**The task**. Count the lines in the records below that contain the word "Find", treating uppercase and lowercase as different, and give only the number.

**Record list**.
↓
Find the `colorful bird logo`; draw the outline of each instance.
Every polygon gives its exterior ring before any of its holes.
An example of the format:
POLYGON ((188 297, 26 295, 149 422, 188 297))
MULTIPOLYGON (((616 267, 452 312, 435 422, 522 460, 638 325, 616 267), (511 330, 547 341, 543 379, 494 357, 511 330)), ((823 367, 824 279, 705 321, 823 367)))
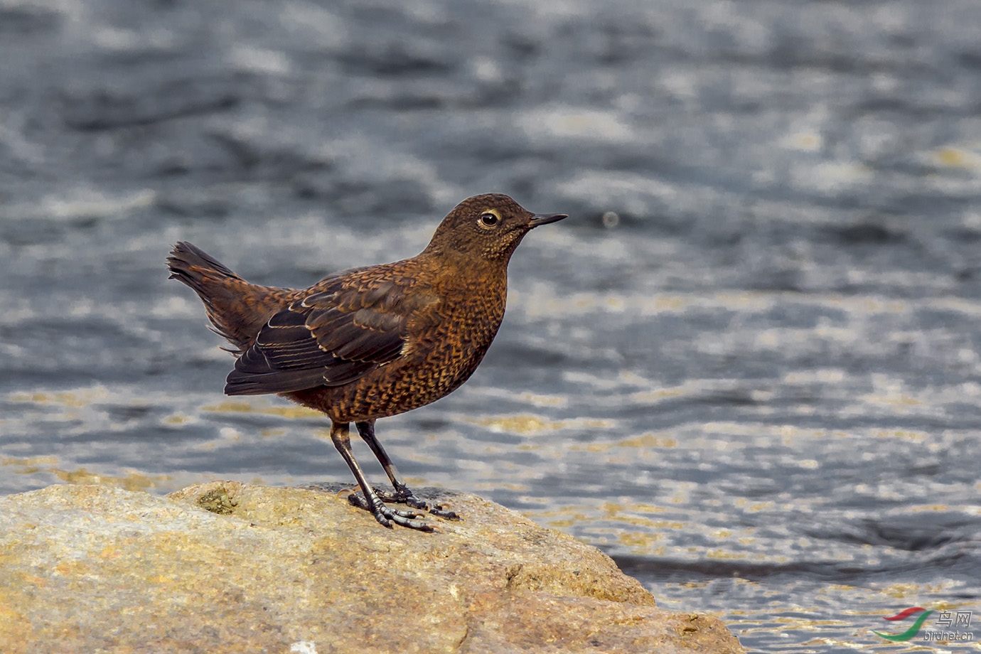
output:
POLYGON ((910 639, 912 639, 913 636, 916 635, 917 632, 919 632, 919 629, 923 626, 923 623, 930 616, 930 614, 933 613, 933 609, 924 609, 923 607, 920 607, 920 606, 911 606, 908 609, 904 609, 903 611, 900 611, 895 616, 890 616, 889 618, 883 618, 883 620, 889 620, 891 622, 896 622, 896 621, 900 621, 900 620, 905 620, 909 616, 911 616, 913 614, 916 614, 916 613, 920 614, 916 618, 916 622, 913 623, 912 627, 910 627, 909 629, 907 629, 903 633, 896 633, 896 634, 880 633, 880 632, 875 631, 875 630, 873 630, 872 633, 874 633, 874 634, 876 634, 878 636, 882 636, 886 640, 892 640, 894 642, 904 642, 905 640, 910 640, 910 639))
↑
↓
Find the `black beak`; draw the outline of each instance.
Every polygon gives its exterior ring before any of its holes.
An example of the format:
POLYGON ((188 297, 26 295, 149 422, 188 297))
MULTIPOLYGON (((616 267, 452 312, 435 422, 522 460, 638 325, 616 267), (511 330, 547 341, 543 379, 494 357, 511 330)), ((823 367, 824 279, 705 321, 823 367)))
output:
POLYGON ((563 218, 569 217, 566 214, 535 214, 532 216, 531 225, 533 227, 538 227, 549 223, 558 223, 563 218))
↑
**Completed exercise**. 2